(Saved data entries)

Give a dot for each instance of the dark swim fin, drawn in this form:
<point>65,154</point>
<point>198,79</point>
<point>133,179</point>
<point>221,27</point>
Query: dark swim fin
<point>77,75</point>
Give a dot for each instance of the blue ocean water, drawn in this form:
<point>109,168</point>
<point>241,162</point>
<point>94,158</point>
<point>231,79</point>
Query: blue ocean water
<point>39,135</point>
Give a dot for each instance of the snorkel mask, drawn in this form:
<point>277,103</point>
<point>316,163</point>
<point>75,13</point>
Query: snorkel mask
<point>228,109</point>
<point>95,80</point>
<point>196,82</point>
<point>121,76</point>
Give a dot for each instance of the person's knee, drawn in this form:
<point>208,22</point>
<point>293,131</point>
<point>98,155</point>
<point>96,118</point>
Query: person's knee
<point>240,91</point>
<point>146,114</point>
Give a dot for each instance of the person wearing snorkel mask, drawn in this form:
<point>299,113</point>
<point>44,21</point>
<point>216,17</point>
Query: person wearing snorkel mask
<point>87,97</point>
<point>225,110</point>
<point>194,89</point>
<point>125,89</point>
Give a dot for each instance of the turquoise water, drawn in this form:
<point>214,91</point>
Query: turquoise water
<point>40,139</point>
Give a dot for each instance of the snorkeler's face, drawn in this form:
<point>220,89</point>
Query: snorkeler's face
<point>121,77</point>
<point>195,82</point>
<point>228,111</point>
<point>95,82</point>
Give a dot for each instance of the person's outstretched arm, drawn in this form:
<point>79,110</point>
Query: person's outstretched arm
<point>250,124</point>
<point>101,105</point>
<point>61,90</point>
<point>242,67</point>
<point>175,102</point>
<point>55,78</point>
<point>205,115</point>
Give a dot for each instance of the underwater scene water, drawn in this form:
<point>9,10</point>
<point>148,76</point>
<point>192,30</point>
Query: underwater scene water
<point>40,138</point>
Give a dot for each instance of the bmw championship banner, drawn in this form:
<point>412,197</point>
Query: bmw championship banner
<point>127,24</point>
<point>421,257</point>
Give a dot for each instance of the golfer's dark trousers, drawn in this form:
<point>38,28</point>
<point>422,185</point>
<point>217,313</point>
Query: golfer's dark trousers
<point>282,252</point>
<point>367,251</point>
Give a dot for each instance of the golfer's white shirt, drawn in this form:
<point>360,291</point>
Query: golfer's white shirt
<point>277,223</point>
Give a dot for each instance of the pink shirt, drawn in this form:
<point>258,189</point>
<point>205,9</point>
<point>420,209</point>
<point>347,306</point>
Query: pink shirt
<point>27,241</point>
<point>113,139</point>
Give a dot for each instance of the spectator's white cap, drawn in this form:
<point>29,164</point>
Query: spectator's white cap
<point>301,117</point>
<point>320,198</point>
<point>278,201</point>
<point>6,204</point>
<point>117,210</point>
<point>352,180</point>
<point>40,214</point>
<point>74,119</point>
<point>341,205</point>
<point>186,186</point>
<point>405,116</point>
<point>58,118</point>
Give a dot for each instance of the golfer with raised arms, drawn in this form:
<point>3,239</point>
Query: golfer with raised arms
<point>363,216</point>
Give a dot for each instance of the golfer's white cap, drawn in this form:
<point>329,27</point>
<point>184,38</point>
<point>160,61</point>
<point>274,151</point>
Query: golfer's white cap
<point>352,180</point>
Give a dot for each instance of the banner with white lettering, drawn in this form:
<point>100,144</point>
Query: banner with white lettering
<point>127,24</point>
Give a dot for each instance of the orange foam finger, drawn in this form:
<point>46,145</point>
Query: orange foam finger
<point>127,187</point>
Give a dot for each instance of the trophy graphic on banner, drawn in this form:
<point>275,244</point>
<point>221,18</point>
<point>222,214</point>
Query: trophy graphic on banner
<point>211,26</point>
==
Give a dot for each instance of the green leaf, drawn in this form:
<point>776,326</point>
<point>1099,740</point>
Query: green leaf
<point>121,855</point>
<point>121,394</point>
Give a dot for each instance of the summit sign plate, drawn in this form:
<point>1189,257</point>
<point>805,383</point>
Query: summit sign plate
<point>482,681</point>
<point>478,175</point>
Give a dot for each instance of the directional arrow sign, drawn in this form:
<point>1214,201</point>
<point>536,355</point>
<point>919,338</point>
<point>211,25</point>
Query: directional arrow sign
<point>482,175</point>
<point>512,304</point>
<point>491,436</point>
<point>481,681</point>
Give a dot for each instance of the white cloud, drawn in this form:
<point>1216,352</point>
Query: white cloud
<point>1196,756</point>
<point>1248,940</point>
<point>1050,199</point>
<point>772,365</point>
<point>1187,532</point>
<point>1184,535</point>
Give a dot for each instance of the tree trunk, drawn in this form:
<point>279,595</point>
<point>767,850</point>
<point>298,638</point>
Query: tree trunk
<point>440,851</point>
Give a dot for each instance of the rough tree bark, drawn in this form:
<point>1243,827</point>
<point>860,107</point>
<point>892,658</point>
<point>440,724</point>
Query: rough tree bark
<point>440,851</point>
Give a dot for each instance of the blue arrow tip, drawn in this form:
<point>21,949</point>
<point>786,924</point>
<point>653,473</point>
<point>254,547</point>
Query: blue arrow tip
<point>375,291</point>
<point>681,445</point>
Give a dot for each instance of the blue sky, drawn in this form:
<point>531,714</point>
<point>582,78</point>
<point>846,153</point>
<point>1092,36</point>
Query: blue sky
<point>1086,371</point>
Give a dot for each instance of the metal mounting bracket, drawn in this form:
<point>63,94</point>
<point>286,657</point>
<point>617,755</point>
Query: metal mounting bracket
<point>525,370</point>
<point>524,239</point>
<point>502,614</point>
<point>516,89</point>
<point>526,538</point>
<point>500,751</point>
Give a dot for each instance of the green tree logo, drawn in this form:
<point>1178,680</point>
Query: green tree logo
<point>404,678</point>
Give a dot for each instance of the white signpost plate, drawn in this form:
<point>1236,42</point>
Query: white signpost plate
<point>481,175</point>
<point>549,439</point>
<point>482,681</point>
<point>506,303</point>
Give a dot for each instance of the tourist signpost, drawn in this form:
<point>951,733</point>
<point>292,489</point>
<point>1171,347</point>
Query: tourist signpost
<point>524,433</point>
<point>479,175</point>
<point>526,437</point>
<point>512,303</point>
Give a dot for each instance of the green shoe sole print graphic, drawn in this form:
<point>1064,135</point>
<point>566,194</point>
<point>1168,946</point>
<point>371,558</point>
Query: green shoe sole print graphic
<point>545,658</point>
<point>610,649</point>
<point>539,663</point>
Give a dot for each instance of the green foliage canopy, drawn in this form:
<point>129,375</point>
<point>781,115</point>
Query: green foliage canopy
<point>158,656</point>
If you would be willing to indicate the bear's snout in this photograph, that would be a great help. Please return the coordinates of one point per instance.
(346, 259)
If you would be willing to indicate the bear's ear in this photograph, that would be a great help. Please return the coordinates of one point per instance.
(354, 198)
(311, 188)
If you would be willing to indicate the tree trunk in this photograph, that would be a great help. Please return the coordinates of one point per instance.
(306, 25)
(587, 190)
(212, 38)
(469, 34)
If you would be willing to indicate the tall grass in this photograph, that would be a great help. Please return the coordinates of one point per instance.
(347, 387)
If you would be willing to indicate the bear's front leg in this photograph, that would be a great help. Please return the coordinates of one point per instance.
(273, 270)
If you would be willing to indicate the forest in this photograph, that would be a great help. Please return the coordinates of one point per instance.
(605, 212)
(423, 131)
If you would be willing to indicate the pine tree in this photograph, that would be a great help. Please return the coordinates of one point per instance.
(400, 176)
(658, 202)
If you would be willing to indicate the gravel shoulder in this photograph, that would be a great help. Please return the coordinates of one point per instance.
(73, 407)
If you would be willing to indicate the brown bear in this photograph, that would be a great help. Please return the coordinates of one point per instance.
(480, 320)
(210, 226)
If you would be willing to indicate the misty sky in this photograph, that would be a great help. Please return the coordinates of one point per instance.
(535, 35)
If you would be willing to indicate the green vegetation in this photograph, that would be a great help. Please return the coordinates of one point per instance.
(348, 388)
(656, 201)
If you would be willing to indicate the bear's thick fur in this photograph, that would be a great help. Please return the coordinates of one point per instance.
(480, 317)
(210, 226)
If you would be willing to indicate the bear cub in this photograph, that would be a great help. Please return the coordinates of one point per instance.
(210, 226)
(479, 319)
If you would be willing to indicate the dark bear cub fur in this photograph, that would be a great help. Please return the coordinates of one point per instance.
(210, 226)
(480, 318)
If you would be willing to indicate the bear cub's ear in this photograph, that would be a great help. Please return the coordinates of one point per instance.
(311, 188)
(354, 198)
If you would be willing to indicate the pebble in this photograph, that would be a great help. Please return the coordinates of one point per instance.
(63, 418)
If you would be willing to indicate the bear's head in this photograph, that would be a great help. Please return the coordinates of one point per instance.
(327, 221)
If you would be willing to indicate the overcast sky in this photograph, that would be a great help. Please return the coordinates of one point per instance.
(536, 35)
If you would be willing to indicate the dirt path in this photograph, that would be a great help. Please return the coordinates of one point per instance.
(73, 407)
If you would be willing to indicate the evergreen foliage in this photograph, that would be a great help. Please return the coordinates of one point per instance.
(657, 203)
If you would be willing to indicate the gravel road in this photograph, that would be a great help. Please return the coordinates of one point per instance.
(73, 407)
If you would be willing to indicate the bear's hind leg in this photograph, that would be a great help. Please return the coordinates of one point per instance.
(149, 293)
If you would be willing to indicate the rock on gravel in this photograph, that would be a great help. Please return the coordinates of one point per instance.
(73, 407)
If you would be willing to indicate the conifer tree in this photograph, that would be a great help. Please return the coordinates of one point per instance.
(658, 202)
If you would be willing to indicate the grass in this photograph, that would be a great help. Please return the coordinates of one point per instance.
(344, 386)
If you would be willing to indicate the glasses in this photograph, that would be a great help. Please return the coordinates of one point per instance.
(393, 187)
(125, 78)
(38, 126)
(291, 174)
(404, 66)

• ABOUT THIS EXERCISE: Please, from the entries above, set down exactly the lines from the one containing "Give a dot for each instance of the metal" through the one containing "<point>1171,347</point>", and only those.

• WRITTEN RESPONSE:
Give a dot for each instance of the metal mounting bracket, drawn in this form:
<point>63,94</point>
<point>286,657</point>
<point>617,755</point>
Query: metal mounting bracket
<point>525,370</point>
<point>524,239</point>
<point>502,614</point>
<point>516,89</point>
<point>526,538</point>
<point>500,751</point>
Give a dot for each instance of the green tree logo, drawn in this form:
<point>1178,680</point>
Query: green tree logo
<point>404,678</point>
Give a dot for each instance of the white signpost plate, drawn in this form:
<point>1236,42</point>
Query: white signpost plate
<point>481,175</point>
<point>549,439</point>
<point>482,681</point>
<point>506,303</point>
Give a dot for each instance of the tourist signpost, drawn in this form:
<point>951,733</point>
<point>292,489</point>
<point>1171,347</point>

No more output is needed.